**Passage**.
++++++++++++++++++++

Our concentration areas

Child Health

A critical situation requiring immediate action to safeguard the lives of children"

The challenge:

Since the end of the civil war in 2003, Liberia has made significant progress in rebuilding its health services. However, there is still a deep mistrust among Liberians towards the health system, primarily due to the devastating Ebola crisis in 2014. This mistrust has particularly affected child healthcare, resulting in a high number of deaths among children under the age of 5 every year.

According to the Liberian Ministry of Health, many children lose their lives to preventable diseases such as neonatal causes, malaria, pneumonia, diarrhea, and measles. Newborn babies are especially vulnerable, with more than a third of all child deaths occurring within their first month of life. Even if they survive infancy, children still face threats from diseases like pneumonia, malaria, typhoid fever, diarrhea, measles, and AIDS. Shockingly, one in ten children does not live beyond their fifth birthday due to these largely preventable and treatable illnesses.

Tragically, pregnant women and mothers also face significant risks in Liberia. The country has one of the highest rates of maternal mortality globally according to the World Health Organizations (WHO). Approximately one out of every ten women dies during pregnancy, childbirth, or postpartum.

It is evident that despite Liberia's efforts to rebuild its health system after years of conflict and disease outbreaks like Ebola, there are still immense challenges ahead in ensuring access to quality healthcare for all its citizens.

++++++++++++++++++++

**Provided data**.
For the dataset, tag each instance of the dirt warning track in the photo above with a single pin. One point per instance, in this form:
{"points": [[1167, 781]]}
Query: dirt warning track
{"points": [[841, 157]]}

++++++++++++++++++++

**What to work on**.
A - Condense the paragraph of the child health passage that begins "According to the Liberian Ministry of Health" into a short bulleted list that keeps its main facts.
B - Copy out the child health passage word for word from "A critical situation" up to and including "5 every year.".

**Solution set**.
A -
- Per the Liberian Ministry of Health, many children die of preventable diseases: neonatal causes, malaria, pneumonia, diarrhea and measles.
- Newborns are most at risk; more than a third of child deaths occur in the first month of life.
- Children who survive infancy still face pneumonia, malaria, typhoid fever, diarrhea, measles and AIDS.
- One in ten children dies before age five from these largely preventable and treatable illnesses.

B -
A critical situation requiring immediate action to safeguard the lives of children"

The challenge:

Since the end of the civil war in 2003, Liberia has made significant progress in rebuilding its health services. However, there is still a deep mistrust among Liberians towards the health system, primarily due to the devastating Ebola crisis in 2014. This mistrust has particularly affected child healthcare, resulting in a high number of deaths among children under the age of 5 every year.